- **Work to complete**: Please start at the first line of the records beneath and quote each line exactly, ending with the line containing "Target: forearm".

- **Excerpted records**:
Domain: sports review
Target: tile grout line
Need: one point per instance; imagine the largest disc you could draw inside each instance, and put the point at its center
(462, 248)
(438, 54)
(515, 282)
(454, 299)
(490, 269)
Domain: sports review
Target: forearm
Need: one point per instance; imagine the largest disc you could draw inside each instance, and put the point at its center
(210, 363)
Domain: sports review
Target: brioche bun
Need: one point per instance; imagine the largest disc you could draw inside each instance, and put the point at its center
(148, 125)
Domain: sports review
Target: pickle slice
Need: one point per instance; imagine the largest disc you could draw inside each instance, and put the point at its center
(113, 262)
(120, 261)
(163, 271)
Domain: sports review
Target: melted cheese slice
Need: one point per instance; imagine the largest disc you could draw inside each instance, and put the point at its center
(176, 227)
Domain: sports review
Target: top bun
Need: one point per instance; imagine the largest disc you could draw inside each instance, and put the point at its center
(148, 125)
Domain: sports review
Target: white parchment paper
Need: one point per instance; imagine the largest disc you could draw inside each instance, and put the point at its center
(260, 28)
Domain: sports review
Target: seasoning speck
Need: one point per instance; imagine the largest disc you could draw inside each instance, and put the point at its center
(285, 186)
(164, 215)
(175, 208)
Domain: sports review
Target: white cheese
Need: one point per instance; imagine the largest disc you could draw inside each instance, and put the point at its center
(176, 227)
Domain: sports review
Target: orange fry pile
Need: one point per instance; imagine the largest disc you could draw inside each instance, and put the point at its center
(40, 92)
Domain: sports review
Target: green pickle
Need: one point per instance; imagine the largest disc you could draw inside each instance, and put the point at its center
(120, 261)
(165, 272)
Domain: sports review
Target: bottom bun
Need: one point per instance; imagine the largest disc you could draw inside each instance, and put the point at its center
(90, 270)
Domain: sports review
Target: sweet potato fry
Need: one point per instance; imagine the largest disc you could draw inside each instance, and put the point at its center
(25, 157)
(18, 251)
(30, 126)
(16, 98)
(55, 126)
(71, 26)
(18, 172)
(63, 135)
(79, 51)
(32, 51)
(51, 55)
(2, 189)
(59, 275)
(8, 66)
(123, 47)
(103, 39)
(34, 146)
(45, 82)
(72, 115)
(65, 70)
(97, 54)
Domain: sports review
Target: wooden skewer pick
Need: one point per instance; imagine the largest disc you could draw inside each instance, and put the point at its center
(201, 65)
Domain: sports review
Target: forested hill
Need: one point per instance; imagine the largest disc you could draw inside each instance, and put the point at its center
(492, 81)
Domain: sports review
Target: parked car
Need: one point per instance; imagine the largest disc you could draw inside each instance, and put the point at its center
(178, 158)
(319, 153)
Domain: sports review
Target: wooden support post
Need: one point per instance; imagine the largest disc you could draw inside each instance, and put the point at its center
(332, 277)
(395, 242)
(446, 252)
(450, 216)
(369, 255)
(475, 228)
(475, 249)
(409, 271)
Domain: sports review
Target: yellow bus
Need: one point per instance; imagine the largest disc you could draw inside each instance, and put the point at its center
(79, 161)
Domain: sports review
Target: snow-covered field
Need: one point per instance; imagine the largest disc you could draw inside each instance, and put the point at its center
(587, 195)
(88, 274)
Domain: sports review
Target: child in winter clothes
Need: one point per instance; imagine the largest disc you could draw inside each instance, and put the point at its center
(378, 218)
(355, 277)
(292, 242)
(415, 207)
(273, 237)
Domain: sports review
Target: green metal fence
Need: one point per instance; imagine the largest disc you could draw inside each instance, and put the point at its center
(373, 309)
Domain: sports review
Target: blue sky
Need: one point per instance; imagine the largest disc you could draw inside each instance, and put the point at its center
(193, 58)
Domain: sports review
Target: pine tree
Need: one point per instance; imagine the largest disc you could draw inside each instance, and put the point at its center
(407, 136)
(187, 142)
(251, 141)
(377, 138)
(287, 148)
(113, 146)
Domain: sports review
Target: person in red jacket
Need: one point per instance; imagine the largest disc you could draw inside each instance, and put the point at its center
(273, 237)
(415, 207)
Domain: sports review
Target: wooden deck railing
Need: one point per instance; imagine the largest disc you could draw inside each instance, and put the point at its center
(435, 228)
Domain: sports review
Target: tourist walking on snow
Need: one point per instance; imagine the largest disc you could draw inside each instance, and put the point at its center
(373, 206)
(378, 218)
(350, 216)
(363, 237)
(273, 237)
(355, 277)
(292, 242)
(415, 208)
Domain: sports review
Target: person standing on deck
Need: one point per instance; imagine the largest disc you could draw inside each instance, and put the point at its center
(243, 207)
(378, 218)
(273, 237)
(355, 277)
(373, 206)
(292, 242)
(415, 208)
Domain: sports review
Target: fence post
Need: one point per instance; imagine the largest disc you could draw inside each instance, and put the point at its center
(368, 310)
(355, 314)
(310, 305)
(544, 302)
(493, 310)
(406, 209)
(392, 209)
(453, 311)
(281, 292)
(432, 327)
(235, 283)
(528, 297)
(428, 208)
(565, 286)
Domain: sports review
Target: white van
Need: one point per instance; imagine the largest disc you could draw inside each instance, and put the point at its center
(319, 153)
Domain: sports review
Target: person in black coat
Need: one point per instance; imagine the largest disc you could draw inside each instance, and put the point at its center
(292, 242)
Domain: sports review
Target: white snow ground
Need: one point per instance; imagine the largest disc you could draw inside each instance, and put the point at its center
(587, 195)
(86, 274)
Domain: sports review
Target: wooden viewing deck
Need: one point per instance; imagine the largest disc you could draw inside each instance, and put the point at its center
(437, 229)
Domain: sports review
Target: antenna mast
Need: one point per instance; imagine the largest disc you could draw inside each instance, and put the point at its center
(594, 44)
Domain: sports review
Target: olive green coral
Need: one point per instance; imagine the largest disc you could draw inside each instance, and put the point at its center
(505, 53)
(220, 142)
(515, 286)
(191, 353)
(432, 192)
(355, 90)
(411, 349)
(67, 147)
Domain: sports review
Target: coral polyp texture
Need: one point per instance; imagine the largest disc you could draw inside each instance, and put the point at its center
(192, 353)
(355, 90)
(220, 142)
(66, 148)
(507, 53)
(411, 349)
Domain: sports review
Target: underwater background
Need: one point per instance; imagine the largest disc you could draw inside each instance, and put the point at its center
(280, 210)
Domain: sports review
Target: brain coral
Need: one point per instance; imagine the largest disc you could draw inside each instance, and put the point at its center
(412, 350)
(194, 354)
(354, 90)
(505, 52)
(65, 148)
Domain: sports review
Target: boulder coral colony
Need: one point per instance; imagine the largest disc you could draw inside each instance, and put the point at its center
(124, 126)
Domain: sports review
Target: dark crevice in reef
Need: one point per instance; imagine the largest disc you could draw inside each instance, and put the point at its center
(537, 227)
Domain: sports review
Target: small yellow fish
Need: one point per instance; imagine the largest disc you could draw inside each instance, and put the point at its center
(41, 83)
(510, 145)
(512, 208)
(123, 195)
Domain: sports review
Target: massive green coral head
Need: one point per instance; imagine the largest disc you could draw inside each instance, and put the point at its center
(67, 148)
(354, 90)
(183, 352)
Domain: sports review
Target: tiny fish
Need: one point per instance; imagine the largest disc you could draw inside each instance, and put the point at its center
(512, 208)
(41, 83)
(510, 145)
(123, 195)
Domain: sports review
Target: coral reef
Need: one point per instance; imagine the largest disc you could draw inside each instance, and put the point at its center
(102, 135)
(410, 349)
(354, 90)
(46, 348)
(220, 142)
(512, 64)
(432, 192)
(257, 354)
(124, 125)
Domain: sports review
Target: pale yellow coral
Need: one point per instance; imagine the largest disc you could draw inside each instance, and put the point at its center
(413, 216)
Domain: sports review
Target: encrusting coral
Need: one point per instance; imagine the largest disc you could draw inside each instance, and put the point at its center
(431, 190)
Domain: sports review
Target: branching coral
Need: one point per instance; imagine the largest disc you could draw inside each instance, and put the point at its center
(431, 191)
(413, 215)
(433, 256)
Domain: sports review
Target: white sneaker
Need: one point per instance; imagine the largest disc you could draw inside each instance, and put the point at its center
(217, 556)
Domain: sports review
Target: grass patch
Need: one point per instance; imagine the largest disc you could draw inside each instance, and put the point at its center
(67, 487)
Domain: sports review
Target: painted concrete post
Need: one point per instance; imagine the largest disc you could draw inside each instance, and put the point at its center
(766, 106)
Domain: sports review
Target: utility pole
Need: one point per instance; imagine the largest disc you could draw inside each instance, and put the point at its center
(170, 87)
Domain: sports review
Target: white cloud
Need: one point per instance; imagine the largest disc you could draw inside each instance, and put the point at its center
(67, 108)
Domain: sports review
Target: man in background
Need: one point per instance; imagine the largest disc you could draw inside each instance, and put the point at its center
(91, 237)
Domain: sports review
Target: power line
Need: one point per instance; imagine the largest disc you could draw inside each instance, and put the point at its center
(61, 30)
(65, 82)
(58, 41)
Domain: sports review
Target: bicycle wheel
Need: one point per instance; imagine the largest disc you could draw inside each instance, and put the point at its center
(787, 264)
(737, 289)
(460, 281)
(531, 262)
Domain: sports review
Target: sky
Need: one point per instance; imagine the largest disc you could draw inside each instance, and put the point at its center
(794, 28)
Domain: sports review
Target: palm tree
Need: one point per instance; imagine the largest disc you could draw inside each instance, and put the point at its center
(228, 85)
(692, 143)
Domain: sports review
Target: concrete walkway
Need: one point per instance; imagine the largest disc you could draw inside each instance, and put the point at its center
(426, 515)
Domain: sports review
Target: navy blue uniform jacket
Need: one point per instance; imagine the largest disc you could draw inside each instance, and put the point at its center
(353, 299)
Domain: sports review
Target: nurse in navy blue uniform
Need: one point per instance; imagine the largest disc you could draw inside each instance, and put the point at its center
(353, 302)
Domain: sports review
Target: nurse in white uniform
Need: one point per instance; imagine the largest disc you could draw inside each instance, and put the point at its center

- **Output for this task**:
Domain: sports review
Target: tile grout line
Need: one point per instance; imagine the largest disc you could draw inside each instance, and put the point at its center
(462, 248)
(438, 54)
(515, 282)
(454, 299)
(490, 269)
Domain: sports review
Target: forearm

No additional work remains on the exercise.